■ Task statement: Each line of the listing that includes the string "dirt" is to be identified and copied.

■ Supplied data:
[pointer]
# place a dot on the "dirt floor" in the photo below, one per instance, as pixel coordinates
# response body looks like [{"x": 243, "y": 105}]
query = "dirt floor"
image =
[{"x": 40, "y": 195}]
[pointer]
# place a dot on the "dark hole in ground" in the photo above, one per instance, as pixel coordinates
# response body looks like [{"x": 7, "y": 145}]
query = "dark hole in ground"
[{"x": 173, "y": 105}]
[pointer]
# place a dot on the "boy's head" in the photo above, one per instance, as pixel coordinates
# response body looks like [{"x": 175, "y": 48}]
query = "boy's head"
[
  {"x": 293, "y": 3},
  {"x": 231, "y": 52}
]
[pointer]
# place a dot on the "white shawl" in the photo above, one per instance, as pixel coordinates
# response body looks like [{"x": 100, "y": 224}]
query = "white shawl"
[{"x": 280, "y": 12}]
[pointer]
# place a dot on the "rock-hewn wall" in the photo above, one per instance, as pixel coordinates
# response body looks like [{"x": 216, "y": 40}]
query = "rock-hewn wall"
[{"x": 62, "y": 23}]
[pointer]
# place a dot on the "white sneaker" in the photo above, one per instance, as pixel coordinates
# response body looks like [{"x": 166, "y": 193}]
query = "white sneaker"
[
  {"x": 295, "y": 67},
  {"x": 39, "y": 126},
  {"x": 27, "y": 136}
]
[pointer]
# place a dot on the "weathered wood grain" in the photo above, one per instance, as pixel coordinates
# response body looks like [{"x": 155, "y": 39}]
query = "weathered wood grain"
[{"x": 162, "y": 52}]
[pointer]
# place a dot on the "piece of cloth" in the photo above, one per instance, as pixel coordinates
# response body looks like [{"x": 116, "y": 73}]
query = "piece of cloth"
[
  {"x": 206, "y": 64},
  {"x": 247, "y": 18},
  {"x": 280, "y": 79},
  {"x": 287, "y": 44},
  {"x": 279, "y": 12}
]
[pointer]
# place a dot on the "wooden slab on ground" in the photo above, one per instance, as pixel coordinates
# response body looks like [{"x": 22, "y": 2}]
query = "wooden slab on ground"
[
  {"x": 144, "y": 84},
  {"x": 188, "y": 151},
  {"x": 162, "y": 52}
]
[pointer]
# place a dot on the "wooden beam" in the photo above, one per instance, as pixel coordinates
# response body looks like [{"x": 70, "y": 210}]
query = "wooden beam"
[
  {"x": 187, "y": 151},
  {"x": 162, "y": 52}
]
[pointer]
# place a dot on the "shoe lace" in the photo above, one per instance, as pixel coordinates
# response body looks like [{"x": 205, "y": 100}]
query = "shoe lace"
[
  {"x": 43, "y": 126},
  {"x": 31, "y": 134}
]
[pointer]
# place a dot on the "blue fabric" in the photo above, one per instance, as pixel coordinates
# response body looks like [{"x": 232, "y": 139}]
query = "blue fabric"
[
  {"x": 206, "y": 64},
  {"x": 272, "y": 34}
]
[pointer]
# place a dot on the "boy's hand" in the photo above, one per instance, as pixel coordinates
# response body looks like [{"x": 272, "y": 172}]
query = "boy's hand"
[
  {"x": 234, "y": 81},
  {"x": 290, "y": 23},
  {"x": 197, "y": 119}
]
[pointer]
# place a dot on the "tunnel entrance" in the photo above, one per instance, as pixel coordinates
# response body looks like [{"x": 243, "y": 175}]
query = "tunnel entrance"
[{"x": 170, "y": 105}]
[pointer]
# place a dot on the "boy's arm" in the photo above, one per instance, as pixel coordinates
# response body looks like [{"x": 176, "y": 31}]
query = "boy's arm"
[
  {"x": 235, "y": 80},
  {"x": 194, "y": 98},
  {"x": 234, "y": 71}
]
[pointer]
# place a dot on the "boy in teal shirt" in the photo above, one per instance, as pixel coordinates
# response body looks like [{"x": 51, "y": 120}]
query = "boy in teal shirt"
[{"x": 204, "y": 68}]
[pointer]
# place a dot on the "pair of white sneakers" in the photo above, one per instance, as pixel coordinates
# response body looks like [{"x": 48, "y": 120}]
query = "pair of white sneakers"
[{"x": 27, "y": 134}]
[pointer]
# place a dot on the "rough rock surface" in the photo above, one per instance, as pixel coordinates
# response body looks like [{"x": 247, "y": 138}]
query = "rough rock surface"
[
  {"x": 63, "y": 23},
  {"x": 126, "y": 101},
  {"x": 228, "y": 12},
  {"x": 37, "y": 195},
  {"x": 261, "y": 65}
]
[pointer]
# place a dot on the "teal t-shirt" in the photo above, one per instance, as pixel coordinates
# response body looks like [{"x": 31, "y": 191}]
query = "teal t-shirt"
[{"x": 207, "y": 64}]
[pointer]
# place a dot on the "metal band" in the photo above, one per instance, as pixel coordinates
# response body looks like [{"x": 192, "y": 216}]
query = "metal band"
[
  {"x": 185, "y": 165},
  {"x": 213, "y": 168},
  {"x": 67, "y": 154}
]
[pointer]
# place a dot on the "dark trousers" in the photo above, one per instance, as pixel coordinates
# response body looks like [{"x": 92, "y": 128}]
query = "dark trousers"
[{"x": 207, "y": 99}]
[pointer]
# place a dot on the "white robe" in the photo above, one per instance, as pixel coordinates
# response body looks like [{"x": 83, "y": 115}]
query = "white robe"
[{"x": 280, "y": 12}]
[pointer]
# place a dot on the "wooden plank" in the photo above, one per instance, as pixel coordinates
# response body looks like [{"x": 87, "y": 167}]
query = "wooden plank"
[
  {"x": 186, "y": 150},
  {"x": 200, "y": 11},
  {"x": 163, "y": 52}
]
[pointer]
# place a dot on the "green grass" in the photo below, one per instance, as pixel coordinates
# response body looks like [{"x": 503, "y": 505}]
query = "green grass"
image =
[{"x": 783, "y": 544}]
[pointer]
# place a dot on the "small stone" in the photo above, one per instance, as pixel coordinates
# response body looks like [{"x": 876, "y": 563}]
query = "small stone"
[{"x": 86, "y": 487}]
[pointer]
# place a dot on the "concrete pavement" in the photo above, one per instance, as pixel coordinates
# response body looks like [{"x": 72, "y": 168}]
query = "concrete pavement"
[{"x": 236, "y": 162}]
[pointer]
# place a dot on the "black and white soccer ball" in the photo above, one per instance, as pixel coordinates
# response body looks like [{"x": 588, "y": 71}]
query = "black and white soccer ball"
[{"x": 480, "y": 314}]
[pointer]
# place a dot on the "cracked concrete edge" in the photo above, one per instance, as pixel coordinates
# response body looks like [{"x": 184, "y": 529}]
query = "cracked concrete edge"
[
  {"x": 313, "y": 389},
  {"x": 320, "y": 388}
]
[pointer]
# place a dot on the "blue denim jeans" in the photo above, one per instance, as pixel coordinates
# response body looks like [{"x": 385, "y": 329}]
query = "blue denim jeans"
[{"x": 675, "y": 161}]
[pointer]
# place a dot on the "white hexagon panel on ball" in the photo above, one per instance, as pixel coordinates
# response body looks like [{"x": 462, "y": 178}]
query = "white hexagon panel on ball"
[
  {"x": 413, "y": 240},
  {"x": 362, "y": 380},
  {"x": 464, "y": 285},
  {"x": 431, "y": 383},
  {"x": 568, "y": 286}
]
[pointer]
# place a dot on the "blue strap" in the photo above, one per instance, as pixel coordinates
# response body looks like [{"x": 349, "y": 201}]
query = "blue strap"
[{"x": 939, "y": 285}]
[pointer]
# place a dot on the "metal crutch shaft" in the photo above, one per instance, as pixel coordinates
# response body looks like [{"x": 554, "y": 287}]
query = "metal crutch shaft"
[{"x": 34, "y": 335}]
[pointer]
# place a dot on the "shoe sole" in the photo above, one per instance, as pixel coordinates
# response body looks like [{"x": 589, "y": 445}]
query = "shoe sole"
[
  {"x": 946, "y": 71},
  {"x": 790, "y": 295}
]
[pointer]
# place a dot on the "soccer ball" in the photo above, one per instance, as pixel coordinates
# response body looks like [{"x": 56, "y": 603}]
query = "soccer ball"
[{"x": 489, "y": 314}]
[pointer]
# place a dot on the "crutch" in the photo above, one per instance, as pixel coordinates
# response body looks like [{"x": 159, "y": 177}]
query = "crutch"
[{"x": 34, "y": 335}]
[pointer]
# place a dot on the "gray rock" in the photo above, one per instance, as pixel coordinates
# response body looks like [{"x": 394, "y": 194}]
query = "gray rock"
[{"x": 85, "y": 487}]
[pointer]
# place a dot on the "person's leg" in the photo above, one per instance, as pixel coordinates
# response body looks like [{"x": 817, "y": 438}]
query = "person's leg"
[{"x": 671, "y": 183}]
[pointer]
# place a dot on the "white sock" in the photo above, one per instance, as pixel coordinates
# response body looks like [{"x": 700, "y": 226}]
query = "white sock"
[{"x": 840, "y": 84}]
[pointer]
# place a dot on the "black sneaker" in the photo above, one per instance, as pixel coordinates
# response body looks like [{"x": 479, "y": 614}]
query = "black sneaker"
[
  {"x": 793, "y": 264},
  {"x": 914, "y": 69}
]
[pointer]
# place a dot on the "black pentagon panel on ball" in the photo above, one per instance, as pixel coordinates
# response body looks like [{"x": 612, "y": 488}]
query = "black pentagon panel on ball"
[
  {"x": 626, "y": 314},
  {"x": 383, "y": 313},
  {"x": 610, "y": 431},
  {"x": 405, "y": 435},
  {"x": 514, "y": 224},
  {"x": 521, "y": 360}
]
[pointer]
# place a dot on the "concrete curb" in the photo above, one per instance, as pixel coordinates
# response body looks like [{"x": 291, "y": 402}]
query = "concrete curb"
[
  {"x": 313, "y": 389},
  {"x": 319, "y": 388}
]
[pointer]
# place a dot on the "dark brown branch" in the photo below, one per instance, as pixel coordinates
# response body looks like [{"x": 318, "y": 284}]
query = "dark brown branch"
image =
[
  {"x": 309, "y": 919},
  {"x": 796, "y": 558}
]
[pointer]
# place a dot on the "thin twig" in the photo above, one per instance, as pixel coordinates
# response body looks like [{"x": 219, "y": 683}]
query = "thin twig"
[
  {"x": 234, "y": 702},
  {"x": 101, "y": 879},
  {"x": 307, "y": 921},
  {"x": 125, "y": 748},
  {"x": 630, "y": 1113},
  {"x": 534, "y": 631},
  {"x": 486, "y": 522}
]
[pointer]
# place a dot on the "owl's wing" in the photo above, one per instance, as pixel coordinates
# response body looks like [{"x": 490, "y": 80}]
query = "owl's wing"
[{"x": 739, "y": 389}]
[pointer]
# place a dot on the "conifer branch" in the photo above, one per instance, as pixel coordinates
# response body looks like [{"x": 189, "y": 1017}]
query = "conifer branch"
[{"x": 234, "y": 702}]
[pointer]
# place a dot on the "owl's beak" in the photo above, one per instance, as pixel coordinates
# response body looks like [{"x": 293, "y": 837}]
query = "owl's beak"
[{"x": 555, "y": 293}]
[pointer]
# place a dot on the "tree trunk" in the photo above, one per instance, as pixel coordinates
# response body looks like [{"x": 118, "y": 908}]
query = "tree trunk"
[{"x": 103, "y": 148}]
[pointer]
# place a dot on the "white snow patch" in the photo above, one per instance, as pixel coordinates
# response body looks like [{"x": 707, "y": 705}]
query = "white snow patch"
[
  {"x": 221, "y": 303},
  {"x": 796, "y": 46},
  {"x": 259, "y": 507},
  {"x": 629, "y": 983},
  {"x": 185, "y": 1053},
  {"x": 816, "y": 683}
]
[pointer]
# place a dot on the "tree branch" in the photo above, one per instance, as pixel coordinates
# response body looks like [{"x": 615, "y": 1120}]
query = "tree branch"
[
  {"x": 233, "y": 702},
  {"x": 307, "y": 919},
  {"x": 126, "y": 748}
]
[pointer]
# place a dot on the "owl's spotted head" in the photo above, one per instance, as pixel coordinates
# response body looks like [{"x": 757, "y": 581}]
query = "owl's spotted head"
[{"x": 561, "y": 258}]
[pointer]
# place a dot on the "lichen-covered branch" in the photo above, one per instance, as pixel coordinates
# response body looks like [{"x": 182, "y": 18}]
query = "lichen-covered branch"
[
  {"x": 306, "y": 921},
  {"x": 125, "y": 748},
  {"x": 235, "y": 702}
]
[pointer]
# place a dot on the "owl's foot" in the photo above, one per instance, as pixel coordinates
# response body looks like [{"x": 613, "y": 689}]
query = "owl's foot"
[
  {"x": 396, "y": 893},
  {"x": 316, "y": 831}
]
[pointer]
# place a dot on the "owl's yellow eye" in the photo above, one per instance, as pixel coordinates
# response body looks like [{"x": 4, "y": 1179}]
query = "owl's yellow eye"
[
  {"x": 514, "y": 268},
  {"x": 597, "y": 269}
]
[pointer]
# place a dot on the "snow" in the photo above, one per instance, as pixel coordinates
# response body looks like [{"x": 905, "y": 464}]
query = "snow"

■ Result for this exercise:
# place a dot on the "dirt floor" in the photo below, one per instance, as pixel coordinates
query = "dirt floor"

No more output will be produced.